— Objetivo —
Traduza para inglês esta frase do excerto sobre o gatilho: «Conforme reza a História, por sorte ou acaso, o arquiduque Francisco Fernando, herdeiro do Império Austro-húngaro escapara incólume à primeira tentativa de assassinato do dia, quando uma granada arremessada resvalou na capota da limusina real vindo a explodir sob o veículo seguinte da comitiva, ferindo os seus ocupantes.»

— Excerto de texto —
★ ★ ★ ★

Para uma correta estratégia de tomada de decisão, as organizações devem identificar e avaliar de antemão quem em cada altura e lugar estará disponível para "premir o gatilho”, e quais são as suas verdadeiras motivações

O Gatilho
Há cem anos, numa manhã de Verão em Serajevo, um jovem de dezanove anos sacou de um revólver do bolso e disparou os dois primeiros tiros da Primeira Guerra Mundial, marcando o início da história moderna.1

Conforme reza a História, por sorte ou acaso, o arquiduque Francisco Fernando, herdeiro do Império Austro-húngaro escapara incólume à primeira tentativa de assassinato do dia, quando uma granada arremessada resvalou na capota da limusina real vindo a explodir sob o veículo seguinte da comitiva, ferindo os seus ocupantes.

★ ★ ★ ★

Registos de anotação por coordenadas:
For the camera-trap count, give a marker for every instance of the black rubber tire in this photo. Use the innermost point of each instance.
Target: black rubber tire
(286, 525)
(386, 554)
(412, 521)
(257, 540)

★ ★ ★ ★

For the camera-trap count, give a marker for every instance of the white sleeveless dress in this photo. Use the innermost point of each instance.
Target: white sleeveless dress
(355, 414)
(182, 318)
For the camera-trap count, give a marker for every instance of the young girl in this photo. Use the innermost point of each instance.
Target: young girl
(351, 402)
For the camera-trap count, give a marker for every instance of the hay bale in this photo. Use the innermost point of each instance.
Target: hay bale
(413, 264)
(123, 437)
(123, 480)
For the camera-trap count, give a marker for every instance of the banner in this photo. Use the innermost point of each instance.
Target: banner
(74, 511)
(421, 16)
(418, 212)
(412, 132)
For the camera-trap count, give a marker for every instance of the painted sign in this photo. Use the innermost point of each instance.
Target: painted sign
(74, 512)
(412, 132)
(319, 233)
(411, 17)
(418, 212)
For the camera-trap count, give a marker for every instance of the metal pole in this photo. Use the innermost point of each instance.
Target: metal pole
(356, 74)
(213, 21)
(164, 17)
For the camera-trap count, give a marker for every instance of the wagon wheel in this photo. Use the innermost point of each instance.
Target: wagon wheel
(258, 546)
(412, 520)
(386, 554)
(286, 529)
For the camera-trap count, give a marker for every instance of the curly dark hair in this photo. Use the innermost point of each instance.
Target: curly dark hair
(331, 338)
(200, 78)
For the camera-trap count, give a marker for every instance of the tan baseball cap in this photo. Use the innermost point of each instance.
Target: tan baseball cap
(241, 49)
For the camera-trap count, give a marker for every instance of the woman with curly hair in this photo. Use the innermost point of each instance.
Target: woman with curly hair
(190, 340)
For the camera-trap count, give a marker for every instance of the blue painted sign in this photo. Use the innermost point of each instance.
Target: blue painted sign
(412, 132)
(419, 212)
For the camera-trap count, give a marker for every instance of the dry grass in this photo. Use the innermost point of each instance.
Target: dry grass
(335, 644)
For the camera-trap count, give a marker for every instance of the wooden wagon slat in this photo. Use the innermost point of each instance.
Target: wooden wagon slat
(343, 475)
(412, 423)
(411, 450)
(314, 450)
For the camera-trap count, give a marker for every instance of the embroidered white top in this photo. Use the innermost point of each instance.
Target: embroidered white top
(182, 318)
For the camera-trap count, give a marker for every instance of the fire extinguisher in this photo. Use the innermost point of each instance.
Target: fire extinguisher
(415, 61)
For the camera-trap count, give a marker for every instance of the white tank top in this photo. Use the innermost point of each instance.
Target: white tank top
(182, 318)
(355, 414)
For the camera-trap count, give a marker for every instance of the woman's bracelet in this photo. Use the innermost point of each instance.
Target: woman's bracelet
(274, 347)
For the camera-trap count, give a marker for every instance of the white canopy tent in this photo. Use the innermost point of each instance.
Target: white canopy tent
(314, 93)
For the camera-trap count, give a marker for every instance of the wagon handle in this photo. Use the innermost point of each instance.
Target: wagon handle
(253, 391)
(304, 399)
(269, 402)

★ ★ ★ ★

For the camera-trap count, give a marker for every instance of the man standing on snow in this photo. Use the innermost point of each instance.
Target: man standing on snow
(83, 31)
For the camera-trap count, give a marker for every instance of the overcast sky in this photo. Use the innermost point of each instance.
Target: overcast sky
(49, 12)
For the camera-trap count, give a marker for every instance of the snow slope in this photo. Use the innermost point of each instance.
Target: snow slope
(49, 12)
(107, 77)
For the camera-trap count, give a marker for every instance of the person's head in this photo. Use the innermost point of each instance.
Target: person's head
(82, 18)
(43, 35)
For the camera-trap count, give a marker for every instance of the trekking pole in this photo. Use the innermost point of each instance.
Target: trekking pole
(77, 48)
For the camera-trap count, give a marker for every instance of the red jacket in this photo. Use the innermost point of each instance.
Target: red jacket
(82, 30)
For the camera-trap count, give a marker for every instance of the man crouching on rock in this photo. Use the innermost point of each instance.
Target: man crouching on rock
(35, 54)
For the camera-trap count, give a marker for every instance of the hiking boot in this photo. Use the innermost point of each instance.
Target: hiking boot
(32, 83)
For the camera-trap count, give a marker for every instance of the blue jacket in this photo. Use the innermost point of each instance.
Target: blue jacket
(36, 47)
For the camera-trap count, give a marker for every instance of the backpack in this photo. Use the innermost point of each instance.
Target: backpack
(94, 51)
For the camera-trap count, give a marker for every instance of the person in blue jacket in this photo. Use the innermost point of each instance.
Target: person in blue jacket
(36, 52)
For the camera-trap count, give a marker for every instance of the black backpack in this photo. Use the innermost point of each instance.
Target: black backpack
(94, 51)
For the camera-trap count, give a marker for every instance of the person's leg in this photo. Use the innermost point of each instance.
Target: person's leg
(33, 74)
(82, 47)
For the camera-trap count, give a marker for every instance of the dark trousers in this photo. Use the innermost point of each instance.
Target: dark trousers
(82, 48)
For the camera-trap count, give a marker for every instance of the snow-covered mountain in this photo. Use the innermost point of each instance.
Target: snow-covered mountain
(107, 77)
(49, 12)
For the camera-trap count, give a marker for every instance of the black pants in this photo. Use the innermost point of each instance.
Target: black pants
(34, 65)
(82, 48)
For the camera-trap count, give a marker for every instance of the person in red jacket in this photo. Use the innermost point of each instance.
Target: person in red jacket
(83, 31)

★ ★ ★ ★

— Resultado final —
As history tells it, by luck or chance, Archduke Franz Ferdinand, heir to the Austro-Hungarian Empire, had escaped unharmed from the first assassination attempt of the day, when a thrown grenade glanced off the top of the royal limousine and went on to explode under the next vehicle in the motorcade, wounding its occupants.